Selected text
==*==

= Alpha and Omega =

Christian symbol, first and last letters of the Greek alphabet

The Greek letters alpha and Omega

Alpha (Α, α) and Omega (Ω, ω) are the first and last letters of the Greek alphabet, and a title of Christ or God in the Book of Revelation. This pair of letters is used as a Christian symbol, and is often combined with the Cross, Chi Rho or other Christian symbols.

==Origin==
The first written record of the phrase "alpha and omega" is from some old manuscripts of the Christian New Testament.

The phrase "I am the Alpha and the Omega" (Koiné Greek: ἐγώ εἰμί τὸ Ἄλφα καὶ τὸ Ὦ), is an appellation of Jesus and of the Father in the Book of Revelation (verses 1:8, 21:6, and 22:13). (Note: At this time, the Greek name of the letter was still 'Ô' (Ὦ), which is found in the earliest Greek manuscripts; the later name "omega" (Ὦ μέγα) is found in many later Greek manuscripts.) The first part of this phrase ("I am the Alpha and the Omega") is first found in chapter 1 verse 8, and is found in every manuscript of Revelation that has 1:8. Several later manuscripts repeat "I am the Alpha and the Omega" in 1:11 as well, but do not receive support here from most of the oldest manuscripts, including the Alexandrine, Sinaitic, and Codex Ephraemi Rescriptus. It is, therefore, omitted in some modern translations. Scholar Robert Young stated, with regard to "I am the Alpha and the Omega" in 1:11, the "oldest [manuscripts] omit" it.

A similar reference is found in Isaiah 44, where God is said to be the first and the last. Elsewhere in the New Testament, the phrase "I am" is used several times by Jesus, particularly in the Gospel of John.

==Christianity==
Alpha (Α) and Omega (Ω) are the first and last letters, respectively, of the classical (Ionic) Greek alphabet. Thus, the phrase "I am the alpha and the omega" is further clarified with the additional phrase "the beginning and the end" in Revelation 21:6, 22:13, spoken by Jesus Christ to John the Divine. The first and last letters of the Greek alphabet were used because the book of Revelation is in the New Testament, which was originally written in Greek.

==*==

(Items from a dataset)

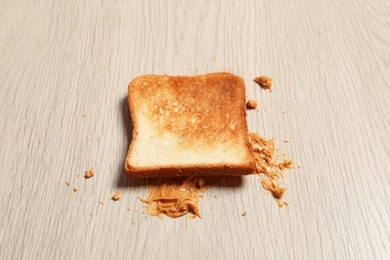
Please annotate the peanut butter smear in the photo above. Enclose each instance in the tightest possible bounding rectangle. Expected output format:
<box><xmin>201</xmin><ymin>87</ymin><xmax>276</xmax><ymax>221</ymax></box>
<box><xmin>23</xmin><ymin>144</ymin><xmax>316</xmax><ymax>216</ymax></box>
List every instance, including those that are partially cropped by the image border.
<box><xmin>249</xmin><ymin>133</ymin><xmax>294</xmax><ymax>207</ymax></box>
<box><xmin>140</xmin><ymin>177</ymin><xmax>219</xmax><ymax>218</ymax></box>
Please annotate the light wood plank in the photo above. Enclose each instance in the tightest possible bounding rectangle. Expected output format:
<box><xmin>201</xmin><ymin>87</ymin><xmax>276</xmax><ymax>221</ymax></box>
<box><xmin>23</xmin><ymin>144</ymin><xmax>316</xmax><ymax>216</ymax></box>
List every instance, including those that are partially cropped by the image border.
<box><xmin>0</xmin><ymin>0</ymin><xmax>390</xmax><ymax>259</ymax></box>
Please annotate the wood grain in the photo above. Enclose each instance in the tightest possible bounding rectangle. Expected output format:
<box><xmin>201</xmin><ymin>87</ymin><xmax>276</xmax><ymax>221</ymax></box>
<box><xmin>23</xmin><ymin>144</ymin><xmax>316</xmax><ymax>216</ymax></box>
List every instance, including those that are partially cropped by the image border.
<box><xmin>0</xmin><ymin>0</ymin><xmax>390</xmax><ymax>259</ymax></box>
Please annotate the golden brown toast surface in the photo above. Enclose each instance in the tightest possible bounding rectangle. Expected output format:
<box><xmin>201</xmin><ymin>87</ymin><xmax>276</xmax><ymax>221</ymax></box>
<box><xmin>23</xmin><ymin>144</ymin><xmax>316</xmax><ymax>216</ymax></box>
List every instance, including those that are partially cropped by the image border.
<box><xmin>125</xmin><ymin>73</ymin><xmax>254</xmax><ymax>177</ymax></box>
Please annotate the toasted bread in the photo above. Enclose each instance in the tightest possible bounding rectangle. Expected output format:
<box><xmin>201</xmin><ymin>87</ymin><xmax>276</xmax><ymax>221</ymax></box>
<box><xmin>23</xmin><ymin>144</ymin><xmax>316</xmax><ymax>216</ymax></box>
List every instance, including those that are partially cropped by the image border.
<box><xmin>125</xmin><ymin>73</ymin><xmax>255</xmax><ymax>177</ymax></box>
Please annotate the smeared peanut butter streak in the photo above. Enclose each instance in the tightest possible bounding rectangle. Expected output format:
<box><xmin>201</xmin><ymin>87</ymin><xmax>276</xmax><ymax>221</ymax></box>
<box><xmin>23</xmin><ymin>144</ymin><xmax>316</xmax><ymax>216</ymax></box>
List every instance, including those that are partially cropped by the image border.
<box><xmin>140</xmin><ymin>177</ymin><xmax>219</xmax><ymax>218</ymax></box>
<box><xmin>249</xmin><ymin>133</ymin><xmax>294</xmax><ymax>207</ymax></box>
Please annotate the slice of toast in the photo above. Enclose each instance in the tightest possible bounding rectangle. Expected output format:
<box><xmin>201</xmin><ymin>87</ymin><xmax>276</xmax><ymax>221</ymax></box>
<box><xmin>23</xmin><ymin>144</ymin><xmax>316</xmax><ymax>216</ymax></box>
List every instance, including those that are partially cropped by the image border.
<box><xmin>125</xmin><ymin>73</ymin><xmax>255</xmax><ymax>177</ymax></box>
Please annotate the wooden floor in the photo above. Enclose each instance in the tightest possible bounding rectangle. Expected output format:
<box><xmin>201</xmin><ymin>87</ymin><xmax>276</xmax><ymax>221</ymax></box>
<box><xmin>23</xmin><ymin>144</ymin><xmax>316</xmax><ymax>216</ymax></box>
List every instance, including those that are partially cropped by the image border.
<box><xmin>0</xmin><ymin>0</ymin><xmax>390</xmax><ymax>259</ymax></box>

==*==

Tasks and exercises
a) In the article on Alpha and Omega, condense the paragraph beginning "A similar reference is found in Isaiah 44" into a shorter version that keeps its main facts.
b) Rewrite the passage of the article on Alpha and Omega that begins at the words "Alpha (Α, α)" and stops after "other Christian symbols.", substituting "paired" for "combined".
c) Supply the next part of the article on Alpha and Omega, continuing from its final sentence.

Answers for the exercise
a) Isaiah 44 contains a similar reference, calling God the first and the last. In the New Testament, Jesus uses the phrase "I am" several times, most notably in the Gospel of John.

b)
Alpha (Α, α) and Omega (Ω, ω) are the first and last letters of the Greek alphabet, and a title of Christ or God in the Book of Revelation. This pair of letters is used as a Christian symbol, and is often paired with the Cross, Chi Rho or other Christian symbols.

c)
The phrase is interpreted by many Christians to mean that Jesus has existed for all totality and eternity or that God is eternal. Many commentators and dictionaries ascribe the title "the alpha and the omega" to both God and to Christ. Barnes' Notes on the New Testament (1974) claims: "It cannot be absolutely certain that the writer meant to refer to the Lord Jesus specifically here [...] There is no real incongruity in supposing, also, that the writer here meant to refer to God as such." Most Christian denominations also teach that the title applies to God (Jesus Christ, the Father and the Holy Spirit).

The letters Alpha and Omega, in juxtaposition, are often used as a Christian visual symbol (see examples). The symbols were used in early Christianity and appear in the Roman catacombs. The letters were shown hanging from the arms of the cross in Early Christian art, and some cruces gemmatae, jeweled crosses in precious metal, have formed letters hanging in this way, called pendilia; for example, in the Asturian coat of arms, which is based upon the Asturian Victory Cross. In fact, despite always being in Greek, the letters became more common in Western than Eastern Orthodox Christian art. They are often shown to the left and right of Christ's head, sometimes within his halo, where they take the place of the Christogram used in Orthodox art.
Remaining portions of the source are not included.